■ **読解文**

説明

紙容器

【課題】生産性や品質が良好であって、開封性に優れた引裂ジッパーを有する紙容器を提供すること。
【解決手段】表面側の2本の半切線aと裏面側の2本の半切線bのそれぞれが周回して重なる状態で一方の端縁部の裏側と他方の端縁部の表側とを貼着することで筒状とされ、表面側の2本の半切線aの幅に相当する開封用の摘み部分14が端縁部から突出して設けられた紙容器であって、一方の端縁部と貼着される他方の端縁部における摘み部分14の下側に位置する表側部分に、少なくとも裏面側の2本の半切線よりも外側に延びる長さで幅方向の補助半切線cを設ける。摘み部分の下側にある他方の端縁部は補助半切線のところから摘み部分と一体となって紙の層間剥離を起こし、この他方の端縁部における層間剥離に連れて、表面側の半切線と裏面側の半切線とで挟まれた2条の部分が層間剥離を開始する。

【発明の詳細な説明】
【技術分野】
【0001】
本発明は、開封機構の付いた筒状の紙容器の技術分野に属し、詳しくは、帯状の引裂ジッパー部を備えた紙容器に関するものである。
【背景技術】
【0002】
従来より、菓子類等を収納する筒状の紙容器として、ミシン目状の切目線からなるジッパーを始めとして様々な開封機構を備えたものが知られているが、密封性を考慮したものとして、表面側に2本の平行な半切線(ハーフカット)を形成し、その2本の半切線の幅よりも狭幅の2本の平行な半切線(ハーフカット)を裏面側に形成した帯状の引裂ジッパーを有したものが知られている。そして、開封の便宜を考慮して、表面側の2本の半切線の幅に相当する摘み部分を端縁部に設けたものも使用されている。この引裂ジッパーを有する紙容器は、摘み部分を引っ張ると、表面側の半切線と裏面側の半切線とで挟まれた2条の部分で紙が層間剥離を起こすことによって開封することができる。

■ **指示**
紙容器の文章を、最後の文の後から書き継げ。 このデータは紙容器の文章とは関係がない。

点ラベル付けの例
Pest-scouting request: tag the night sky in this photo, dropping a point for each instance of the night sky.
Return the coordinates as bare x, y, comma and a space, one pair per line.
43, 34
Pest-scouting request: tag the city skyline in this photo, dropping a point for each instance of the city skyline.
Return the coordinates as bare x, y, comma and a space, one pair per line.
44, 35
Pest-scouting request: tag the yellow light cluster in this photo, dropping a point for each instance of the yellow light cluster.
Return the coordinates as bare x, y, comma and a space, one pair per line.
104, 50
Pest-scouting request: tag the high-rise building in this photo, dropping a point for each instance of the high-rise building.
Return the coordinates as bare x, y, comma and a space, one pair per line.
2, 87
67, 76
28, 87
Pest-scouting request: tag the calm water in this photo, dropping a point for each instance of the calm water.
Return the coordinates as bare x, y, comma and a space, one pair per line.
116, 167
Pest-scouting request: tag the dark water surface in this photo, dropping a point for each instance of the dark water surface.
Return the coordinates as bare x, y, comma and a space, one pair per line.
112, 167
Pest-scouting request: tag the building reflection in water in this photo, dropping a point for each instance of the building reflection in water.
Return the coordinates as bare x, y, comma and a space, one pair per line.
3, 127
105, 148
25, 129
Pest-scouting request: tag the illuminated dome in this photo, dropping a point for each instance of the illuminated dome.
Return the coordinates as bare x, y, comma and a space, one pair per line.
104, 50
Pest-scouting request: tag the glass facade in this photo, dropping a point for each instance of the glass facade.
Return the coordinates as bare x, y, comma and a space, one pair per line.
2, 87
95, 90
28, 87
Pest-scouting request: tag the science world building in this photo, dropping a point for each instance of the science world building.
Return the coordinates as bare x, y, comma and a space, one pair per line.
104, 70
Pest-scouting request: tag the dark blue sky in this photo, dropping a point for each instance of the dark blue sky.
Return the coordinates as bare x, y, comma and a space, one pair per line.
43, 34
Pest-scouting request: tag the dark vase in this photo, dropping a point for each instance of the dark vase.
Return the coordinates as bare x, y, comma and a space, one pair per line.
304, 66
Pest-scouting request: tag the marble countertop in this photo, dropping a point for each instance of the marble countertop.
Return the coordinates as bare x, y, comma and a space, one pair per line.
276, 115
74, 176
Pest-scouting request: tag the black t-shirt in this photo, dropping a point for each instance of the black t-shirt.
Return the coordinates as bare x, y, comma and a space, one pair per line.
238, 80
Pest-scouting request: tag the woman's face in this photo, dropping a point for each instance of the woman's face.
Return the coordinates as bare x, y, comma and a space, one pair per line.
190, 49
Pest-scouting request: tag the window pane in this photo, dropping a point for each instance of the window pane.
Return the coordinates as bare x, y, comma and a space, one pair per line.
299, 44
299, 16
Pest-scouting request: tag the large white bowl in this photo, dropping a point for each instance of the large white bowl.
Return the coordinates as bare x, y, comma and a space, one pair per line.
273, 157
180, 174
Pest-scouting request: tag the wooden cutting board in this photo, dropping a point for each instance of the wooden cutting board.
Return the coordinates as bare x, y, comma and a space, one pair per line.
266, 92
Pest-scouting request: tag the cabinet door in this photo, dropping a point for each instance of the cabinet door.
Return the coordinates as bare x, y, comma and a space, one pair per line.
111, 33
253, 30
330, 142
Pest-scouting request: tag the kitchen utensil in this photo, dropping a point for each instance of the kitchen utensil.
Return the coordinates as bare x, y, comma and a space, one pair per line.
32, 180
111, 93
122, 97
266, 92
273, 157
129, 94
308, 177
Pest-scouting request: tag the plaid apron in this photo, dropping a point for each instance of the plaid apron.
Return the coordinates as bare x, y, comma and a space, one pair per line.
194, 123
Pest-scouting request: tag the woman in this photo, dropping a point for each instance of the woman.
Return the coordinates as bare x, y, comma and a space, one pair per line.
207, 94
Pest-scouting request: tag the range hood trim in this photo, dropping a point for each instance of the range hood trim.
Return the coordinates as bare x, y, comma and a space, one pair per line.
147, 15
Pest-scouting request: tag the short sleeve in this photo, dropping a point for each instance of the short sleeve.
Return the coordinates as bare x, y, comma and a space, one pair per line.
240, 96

■ **解答**
【0003】
【特許文献1】実開昭57−13473号公報
【特許文献2】特開平8−258833号公報
【発明の開示】
【発明が解決しようとする課題】
【0004】
上記の引裂ジッパーを備えた紙容器は、表裏両面にそれぞれ半切線を2本ずつ入れたブランクシートを組み立てて製造されるが、これらの半切線は打抜機でブランクシートを打ち抜くのと同時に両面から短い切刃により入れられている。したがって、半切線の深さ管理が難しく、紙の厚みによっては貫通したり切れが甘くなったりする。特に、裏面側の半切線についてはその管理が難しく、生産性と品質に影響を与えている。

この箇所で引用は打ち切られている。